§ WRITTEN REQUEST
Reproduce the following material verbatim, line for line, keeping every character, coordinate pair, and line in its original order.

○ ○ ○

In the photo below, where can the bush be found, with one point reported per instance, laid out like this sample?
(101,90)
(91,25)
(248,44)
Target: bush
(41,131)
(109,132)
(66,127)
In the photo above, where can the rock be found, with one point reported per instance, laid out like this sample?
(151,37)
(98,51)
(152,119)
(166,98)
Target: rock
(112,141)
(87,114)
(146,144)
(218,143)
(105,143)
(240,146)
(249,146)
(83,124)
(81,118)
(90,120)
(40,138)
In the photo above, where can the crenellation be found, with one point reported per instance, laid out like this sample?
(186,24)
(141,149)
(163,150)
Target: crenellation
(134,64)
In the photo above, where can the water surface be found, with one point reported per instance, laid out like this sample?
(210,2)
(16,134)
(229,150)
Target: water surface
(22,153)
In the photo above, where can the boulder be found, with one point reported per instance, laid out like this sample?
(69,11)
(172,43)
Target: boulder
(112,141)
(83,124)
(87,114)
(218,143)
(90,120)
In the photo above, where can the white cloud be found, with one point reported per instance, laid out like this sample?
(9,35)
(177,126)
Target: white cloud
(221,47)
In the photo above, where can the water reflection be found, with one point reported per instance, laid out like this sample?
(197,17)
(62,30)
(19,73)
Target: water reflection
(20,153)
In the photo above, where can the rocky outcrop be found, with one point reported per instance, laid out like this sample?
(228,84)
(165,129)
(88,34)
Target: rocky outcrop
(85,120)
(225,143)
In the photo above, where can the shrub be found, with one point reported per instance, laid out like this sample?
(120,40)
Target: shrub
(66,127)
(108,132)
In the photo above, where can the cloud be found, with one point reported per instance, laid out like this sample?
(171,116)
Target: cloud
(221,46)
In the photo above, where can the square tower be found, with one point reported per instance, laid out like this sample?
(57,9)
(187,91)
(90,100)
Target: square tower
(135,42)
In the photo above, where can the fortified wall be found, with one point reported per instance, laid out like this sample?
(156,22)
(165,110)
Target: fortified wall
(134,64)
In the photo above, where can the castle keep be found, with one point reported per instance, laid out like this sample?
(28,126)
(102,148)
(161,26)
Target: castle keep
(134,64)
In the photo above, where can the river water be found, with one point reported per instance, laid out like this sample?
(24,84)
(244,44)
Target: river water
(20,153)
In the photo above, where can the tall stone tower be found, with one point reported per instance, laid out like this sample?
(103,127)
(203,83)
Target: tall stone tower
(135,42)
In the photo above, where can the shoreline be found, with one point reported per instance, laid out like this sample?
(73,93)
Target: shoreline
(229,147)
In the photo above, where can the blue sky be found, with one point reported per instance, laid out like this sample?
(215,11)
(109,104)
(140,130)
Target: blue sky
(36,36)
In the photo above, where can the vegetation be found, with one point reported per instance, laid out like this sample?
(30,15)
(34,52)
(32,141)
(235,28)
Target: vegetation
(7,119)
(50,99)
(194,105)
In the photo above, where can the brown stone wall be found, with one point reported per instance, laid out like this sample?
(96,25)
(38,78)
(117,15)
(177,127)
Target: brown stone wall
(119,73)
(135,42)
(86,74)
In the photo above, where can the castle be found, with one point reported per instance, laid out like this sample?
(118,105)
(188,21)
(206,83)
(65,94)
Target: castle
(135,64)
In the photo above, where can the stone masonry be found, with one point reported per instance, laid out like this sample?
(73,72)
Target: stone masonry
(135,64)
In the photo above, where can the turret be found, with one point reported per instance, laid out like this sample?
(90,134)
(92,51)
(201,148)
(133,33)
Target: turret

○ ○ ○

§ PROBLEM SOLUTION
In the photo below, where can the bush be found, with one point reported per instance, laid out like this sample?
(101,90)
(91,25)
(248,44)
Target: bush
(41,131)
(109,132)
(66,127)
In the photo above, where can the rock be found, with one point reported per instance, laid out like this sample?
(151,37)
(98,51)
(152,119)
(166,98)
Target: rock
(112,141)
(87,114)
(146,144)
(218,143)
(105,143)
(240,146)
(249,146)
(83,124)
(81,118)
(90,120)
(40,138)
In the photo above, where can the crenellation be found, with one point reported per instance, laid out like this sample?
(186,24)
(141,149)
(163,150)
Target: crenellation
(134,64)
In the photo above, where can the water surface be found, with one point reported per instance, laid out like this sample?
(210,2)
(16,134)
(229,150)
Target: water surface
(22,153)
In the photo above, where can the boulder be found, with one point reported per instance, laid out like this sample?
(69,11)
(172,43)
Target: boulder
(112,141)
(83,124)
(87,114)
(218,143)
(90,120)
In the photo above, where can the white cloud be found, with one point reported per instance, laid out like this sample?
(9,35)
(177,126)
Target: white cloud
(221,47)
In the photo above, where can the water reflection be found, with one point reported per instance, laid out like this sample?
(197,17)
(62,30)
(19,73)
Target: water reflection
(20,153)
In the photo above, where can the rocky outcrop be found, with one point reported per instance, laid out like this sample?
(228,84)
(165,129)
(88,34)
Target: rocky outcrop
(85,120)
(225,143)
In the photo above, where can the shrub be found, with one point reported per instance, laid out like this sample?
(120,40)
Target: shrub
(66,127)
(108,132)
In the photo above, where can the cloud be found, with one point reported per instance, laid out like this sample?
(171,116)
Target: cloud
(221,46)
In the photo above, where can the square tower be found, with one point reported per instance, laid out like this sample?
(57,9)
(187,91)
(90,100)
Target: square tower
(135,42)
In the photo above, where can the fortified wall be found, with one point reported per instance, laid out like this sample?
(156,22)
(165,110)
Target: fortified wall
(134,64)
In the photo above, where can the castle keep be found, with one point reported per instance, laid out like this sample?
(28,126)
(102,148)
(161,26)
Target: castle keep
(134,64)
In the photo above, where can the river water be found, with one point reported per instance, laid out like this sample?
(24,84)
(244,44)
Target: river water
(20,153)
In the photo above, where can the tall stone tower be found, with one point reported per instance, laid out like this sample?
(103,127)
(203,83)
Target: tall stone tower
(135,42)
In the photo above, where can the shoreline be found, with one point reported per instance, laid out like this sample?
(73,93)
Target: shoreline
(229,147)
In the photo above, where can the blue sky be found, with one point reported per instance, laid out like this sample?
(215,11)
(109,104)
(140,130)
Target: blue sky
(36,36)
In the photo above, where can the vegetation be found, with one point reported per instance, laid out like this sample?
(30,15)
(34,52)
(32,141)
(235,28)
Target: vegetation
(7,119)
(50,99)
(194,105)
In the photo above, where can the brown stone wall be found, with one point reported per instance, laid out like this sample?
(96,25)
(38,78)
(117,15)
(177,127)
Target: brown stone wall
(119,73)
(135,42)
(86,74)
In the photo above, where can the castle be found, with one point reported per instance, laid out like this sample?
(118,105)
(188,21)
(206,83)
(65,94)
Target: castle
(135,64)
In the photo above, where can the stone masonry be found, with one point reported per instance, laid out like this sample?
(73,72)
Target: stone masonry
(135,64)
In the photo above, where can the turret be found, with one point reported per instance, laid out like this sample?
(90,134)
(92,51)
(201,148)
(133,33)
Target: turret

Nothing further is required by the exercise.